• _Passage to read_:
Data Cleaning for Data Type Problems
Problem 1: In this, we have to replace the “coordinates” column with latitude and longitude.
Step 1: We are going to have a look at the data using the header function.
Step 2: We are going to remove “(” and “)” from the coordinates and print the header of the column.
Step 3: Splitting the column into two parts.
Step 4: Now we will precisely look at the data and then assign the correct columns to the latitude and longitude columns in Airbnb. After assigning the correct columns, we are going to print the header and confirm the new column creation.
Step 5: Print the datatypes again.
Step 6: Now we will convert latitude and longitude into float and then print datatypes again.
Step 7: At the end, drop the coordinates column.
Problem 2: Here, we have to remove $(dollar) from the price and then convert it to float.
Step 1: Remove $ from the price before the conversion to float and then print the head. Step 2: Now we will convert the price into float and then calculate the mean of the price after conversion.
Step 3: Now, with the help of mathplotlib and seaborn, we will visualize the distribution of prices.
Problem 3: Now, we have to convert the listing_added and last_review columns to DateTime.
Step 1: Print the header of the listing_added and last_review columns
Step 2: Now we will convert both columns to DateTime
Step 3: Now, with the help of the DateTime library, print the header and datatypes of both columns again.

• _Activities_:
a – Answer these questions from the data cleaning text, one per line:
(i) Which two characters are removed from the coordinates in Problem 1?
(ii) What is calculated once the price has been converted to float?
(iii) Which two columns does Problem 3 convert to DateTime?
b – Carry on the data cleaning text from the end of its final step.

• _Given records_:

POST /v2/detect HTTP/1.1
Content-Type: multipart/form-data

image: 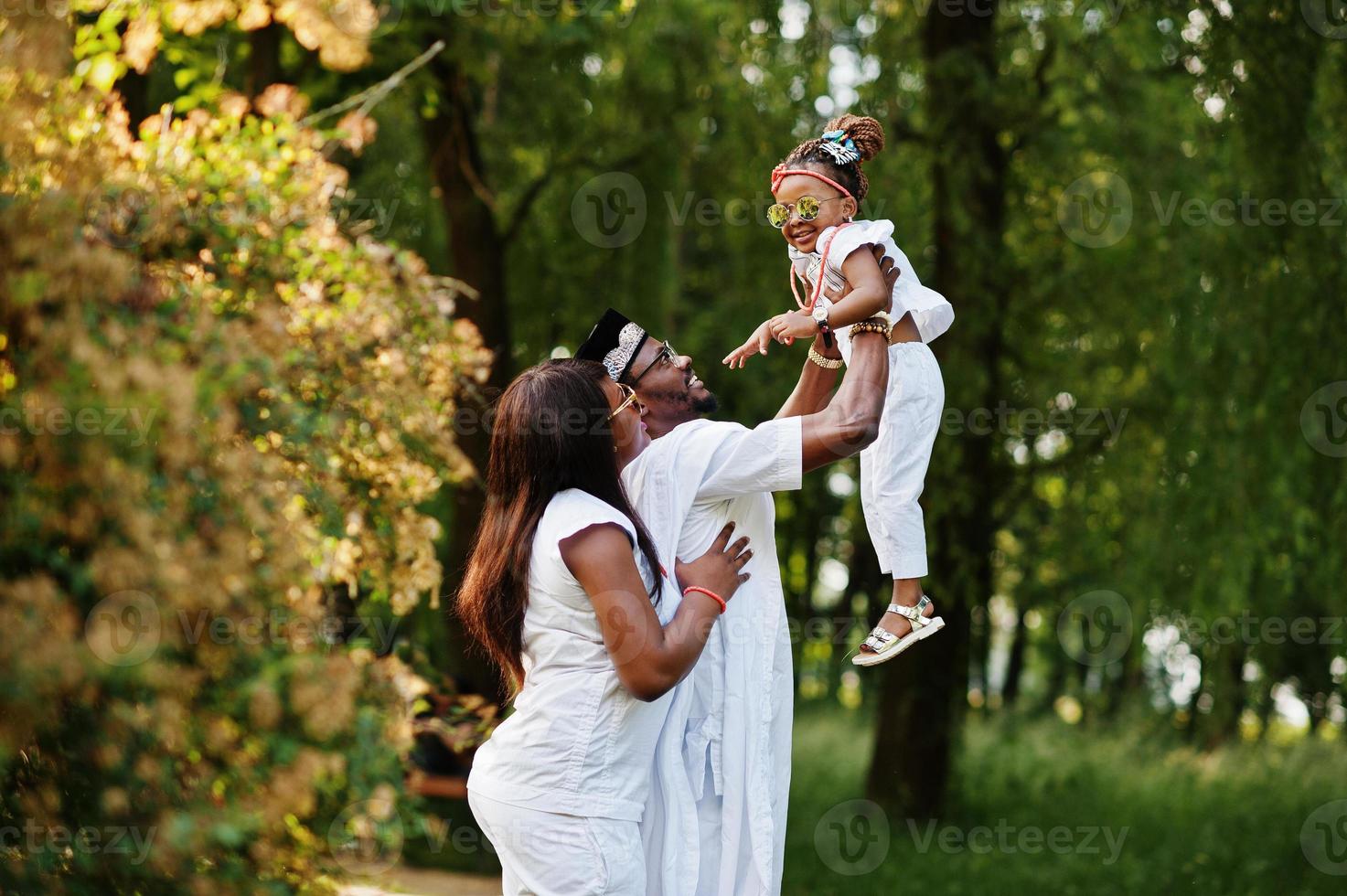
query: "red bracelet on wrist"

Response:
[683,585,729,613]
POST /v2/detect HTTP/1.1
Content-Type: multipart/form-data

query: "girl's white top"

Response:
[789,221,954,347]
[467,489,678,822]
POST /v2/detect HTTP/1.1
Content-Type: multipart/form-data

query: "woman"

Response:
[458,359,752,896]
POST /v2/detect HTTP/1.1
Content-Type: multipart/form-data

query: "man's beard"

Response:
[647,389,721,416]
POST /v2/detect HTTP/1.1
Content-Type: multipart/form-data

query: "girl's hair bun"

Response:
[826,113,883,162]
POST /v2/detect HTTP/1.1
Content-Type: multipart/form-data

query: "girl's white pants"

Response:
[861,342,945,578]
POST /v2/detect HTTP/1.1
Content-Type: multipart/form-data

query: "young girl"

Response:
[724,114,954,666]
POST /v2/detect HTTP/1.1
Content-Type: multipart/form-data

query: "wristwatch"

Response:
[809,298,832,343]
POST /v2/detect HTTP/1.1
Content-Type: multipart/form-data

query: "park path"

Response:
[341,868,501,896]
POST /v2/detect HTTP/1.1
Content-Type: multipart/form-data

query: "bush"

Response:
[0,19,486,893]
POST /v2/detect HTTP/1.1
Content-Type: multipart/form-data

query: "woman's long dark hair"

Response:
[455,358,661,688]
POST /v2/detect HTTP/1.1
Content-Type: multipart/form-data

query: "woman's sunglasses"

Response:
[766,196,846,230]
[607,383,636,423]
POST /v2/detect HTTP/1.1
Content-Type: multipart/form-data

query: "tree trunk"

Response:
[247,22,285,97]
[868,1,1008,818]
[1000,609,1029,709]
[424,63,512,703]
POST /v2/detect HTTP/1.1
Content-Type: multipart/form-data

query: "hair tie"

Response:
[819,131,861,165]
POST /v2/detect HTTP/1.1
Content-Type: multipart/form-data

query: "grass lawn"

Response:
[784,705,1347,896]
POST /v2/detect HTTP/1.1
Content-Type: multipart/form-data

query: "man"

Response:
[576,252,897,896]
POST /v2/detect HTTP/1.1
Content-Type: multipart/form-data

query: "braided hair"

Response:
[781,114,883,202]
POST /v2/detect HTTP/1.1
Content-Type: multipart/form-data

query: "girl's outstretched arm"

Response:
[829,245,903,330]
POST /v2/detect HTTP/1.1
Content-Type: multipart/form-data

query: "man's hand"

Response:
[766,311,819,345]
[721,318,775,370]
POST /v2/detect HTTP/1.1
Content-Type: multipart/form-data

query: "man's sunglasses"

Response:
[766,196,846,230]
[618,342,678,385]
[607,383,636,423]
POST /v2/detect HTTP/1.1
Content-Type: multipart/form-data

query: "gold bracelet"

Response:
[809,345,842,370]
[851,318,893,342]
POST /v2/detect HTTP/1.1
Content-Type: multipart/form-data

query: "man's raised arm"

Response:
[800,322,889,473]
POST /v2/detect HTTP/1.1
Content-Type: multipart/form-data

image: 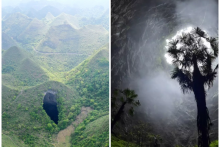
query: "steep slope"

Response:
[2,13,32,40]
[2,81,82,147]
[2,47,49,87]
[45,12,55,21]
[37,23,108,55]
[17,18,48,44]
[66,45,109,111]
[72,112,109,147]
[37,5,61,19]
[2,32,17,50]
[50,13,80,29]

• _Answers by task_:
a –
(i) The characters "(" and ")".
(ii) The mean of the price.
(iii) The listing_added and last_review columns.

b –
Data Cleaning for Textual and Category-based Problems
Problem 4: We need to bifurcate the column “room_type” into correct categories.
Step 1: Print out the unique values of room_type.
Step 2: Analyze all the capitalized values
Step 3: Analyze all the trailing spaces
Step 4: Replace values with ‘Shared room’, ‘Entire place’, ‘Private room’, and ‘Hotel room’ (if applicable), then collapse the data.
Problem 5: We will now divide neighbourhood_full into 2 columns.
Step 1: Print the header of the neighbourhood_full column.
Step 2: We are going to split the column.
Step 3: We will now create borough and neighbourhood columns and then print the header of the column.
Step 4: Drop neighbourhood_full column.
Step 5: Print out the unique values of the borough and neighbourhood.
Step 6: Remove all the white space from the “neighborhood” column and then print the unique data again.
Problem 6: Make sure we set the correct maximum for the rating column outside of its range of values.
Step 1: Re-visualize the rating column again.
Step 2: Isolate rows of rating > 5.0
Step 3: Drop these rows and make sure we have effected changes
Step 4: Visualize the rating column again
Step 5: Get the maximum
Data Cleaning for missing data
The missingno (imported as msno) package is great for visualizing missing data; we will be using:
- msno.matrix () visualizes a missingness matrix.
- msno.bar() visualizes a missingness barplot.
- plt.show () to show the plot
Step 1: Visualize the missingness
From the data we can analyze, the missing values are almost identical between last_review, reviews_per_month, rating, number_of_stays, and 5_stars.
Step 2: Visualize the missingness on sorted values
Step 3: Bar graph of missingess data.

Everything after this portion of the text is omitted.